Selected passage –
____
Rising through resilience

She’s a champion in swimming and life, and from the moment you meet her you’re blown away by her positivity and bubbly personality. In the December issue of Retail Pharmacy Assistants magazine, we spoke with Meagen Nay, whose drive, resilience and determination have helped her to overcome many life challenges while achieving great success along the way.

Describing herself as “resilient, strong and fun”, former Olympic swimmer Meagen Nay, who represented Australia at both the Beijing (2008) and London (2012) Olympic Games, is nothing short of inspiring.

Instantly on meeting the 32-year-old, her infectious, bubbly personality makes her seem like an old friend.

“[I’m] pretty normal, humble and down to earth,” she says as we begin our chat on a windy Thursday afternoon on the Gold Coast, her hometown.

“I’ve had some pretty hectic things happen in the past … [but] I like to take the positives out of everything,” she said.

The “hectic things” she speaks of include not only a recent diabetes diagnosis (more on that later) but also the tragic passing of her dad, Olympic swimmer Robbie Nay, in 1992, and then her brother, Amos Nay, in 2009, both in eerily similar circumstances involving motor vehicle accidents.

“When my dad died, I was young … I was three or four,” she said. “Not that it’s easier, but I just don’t have any memories of that. She adds that because this happened at such an early age, she “didn’t know any different” while growing up.
____
[Saved entries]
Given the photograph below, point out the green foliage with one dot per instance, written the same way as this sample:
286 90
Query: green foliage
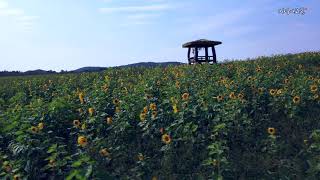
236 120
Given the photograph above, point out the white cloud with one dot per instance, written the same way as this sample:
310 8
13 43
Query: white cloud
25 22
140 16
149 8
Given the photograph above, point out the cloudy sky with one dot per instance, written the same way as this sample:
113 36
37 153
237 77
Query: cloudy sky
69 34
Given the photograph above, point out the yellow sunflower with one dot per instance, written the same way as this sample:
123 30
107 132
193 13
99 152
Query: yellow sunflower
82 141
145 109
185 96
34 129
279 91
81 97
220 98
117 109
154 114
296 99
271 131
232 95
83 126
40 126
109 120
175 108
104 152
116 102
258 69
313 88
177 84
214 162
140 157
16 177
240 96
76 123
143 116
153 106
273 92
161 130
166 139
91 111
52 162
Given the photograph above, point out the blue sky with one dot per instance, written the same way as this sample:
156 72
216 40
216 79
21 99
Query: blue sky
69 34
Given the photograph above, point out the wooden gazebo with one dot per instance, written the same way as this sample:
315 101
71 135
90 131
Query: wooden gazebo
196 46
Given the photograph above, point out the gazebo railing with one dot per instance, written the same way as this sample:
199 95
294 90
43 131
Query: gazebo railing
202 58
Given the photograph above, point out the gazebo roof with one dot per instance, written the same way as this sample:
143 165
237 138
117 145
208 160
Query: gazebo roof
201 43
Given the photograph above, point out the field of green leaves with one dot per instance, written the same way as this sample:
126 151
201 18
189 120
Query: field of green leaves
254 119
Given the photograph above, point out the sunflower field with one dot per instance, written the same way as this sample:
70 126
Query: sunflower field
252 119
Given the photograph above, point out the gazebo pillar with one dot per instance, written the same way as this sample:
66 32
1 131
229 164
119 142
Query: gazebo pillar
205 44
189 51
207 54
214 54
196 54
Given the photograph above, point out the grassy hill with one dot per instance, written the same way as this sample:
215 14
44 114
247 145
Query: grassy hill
256 119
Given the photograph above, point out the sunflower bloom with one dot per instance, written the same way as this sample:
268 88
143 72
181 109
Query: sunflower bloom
296 99
104 152
109 120
40 126
16 177
279 91
154 114
166 139
240 96
140 157
81 97
161 130
84 126
232 95
34 129
273 92
214 162
313 88
116 102
145 110
153 106
185 96
258 69
175 108
76 123
143 116
177 84
219 98
52 163
82 141
271 131
91 111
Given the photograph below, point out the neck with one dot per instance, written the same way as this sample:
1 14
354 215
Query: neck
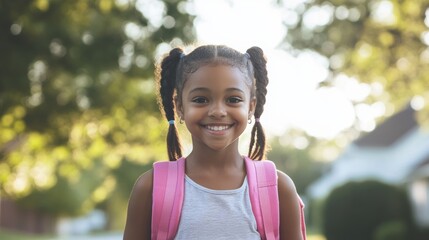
209 158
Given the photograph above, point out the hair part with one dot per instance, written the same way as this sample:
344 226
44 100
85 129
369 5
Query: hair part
175 69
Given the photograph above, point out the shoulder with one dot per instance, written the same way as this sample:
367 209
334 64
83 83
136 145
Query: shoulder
290 209
144 182
140 208
285 183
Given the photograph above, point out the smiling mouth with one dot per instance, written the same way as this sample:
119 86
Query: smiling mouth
218 127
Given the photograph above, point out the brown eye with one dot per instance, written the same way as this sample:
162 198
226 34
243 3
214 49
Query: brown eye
199 100
234 100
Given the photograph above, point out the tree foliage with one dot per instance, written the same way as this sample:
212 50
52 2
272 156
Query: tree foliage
77 94
383 43
357 210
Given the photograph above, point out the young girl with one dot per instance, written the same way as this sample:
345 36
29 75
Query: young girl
215 91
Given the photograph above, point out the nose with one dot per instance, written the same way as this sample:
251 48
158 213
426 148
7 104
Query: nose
217 110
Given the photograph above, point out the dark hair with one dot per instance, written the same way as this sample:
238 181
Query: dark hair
176 68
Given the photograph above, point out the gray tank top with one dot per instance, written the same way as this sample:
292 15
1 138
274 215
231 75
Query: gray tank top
216 214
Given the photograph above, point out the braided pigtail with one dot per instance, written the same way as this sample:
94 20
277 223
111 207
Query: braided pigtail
167 74
257 140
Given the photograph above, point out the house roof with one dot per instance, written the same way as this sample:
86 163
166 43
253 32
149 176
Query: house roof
390 130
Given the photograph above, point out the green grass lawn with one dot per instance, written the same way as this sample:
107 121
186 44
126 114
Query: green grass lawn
8 235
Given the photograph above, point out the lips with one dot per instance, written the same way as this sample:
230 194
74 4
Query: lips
217 128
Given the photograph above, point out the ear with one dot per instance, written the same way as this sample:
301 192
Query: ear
252 106
179 106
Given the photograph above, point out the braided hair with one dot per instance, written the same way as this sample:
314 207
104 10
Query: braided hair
176 68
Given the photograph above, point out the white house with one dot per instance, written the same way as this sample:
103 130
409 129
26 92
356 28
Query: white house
396 152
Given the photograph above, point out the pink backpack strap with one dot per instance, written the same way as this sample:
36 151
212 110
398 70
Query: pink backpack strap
303 228
263 192
167 198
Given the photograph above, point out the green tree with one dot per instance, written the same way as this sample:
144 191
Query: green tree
77 96
296 154
378 42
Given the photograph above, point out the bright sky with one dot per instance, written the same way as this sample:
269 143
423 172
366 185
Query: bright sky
293 100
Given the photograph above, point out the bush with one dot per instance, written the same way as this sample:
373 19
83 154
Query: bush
394 230
355 210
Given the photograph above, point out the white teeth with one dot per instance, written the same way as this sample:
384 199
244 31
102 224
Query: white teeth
217 128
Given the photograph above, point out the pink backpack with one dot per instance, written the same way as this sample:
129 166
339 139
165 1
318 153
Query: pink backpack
168 192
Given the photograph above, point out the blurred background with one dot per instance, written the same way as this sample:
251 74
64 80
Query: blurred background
347 113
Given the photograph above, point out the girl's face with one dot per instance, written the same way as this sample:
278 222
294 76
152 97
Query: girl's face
216 105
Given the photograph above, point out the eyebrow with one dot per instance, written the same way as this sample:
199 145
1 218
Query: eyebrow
208 90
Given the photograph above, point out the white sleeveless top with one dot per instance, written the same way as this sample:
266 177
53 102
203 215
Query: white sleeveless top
216 214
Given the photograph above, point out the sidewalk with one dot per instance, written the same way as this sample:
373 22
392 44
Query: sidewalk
107 236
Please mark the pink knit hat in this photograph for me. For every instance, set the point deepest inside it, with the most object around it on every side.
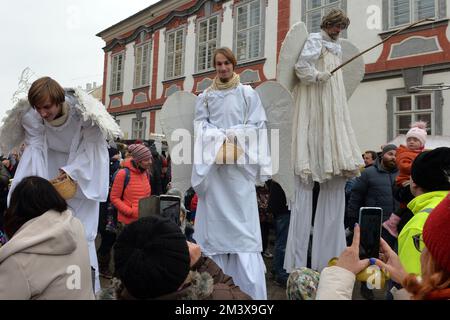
(139, 152)
(418, 130)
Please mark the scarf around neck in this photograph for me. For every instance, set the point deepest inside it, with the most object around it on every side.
____
Exercises –
(a) Write out the passage of the Meagen Nay profile that opens with the words containing "Instantly on meeting" and closes with "Coast, her hometown.".
(b) Which "hectic things" from Meagen Nay's life does the Meagen Nay profile name? List each one.

Solved tasks –
(a)
Instantly on meeting the 32-year-old, her infectious, bubbly personality makes her seem like an old friend.

“[I’m] pretty normal, humble and down to earth,” she says as we begin our chat on a windy Thursday afternoon on the Gold Coast, her hometown.

(b)
- A recent diabetes diagnosis
- The passing of her dad, Olympic swimmer Robbie Nay, in 1992
- The passing of her brother, Amos Nay, in 2009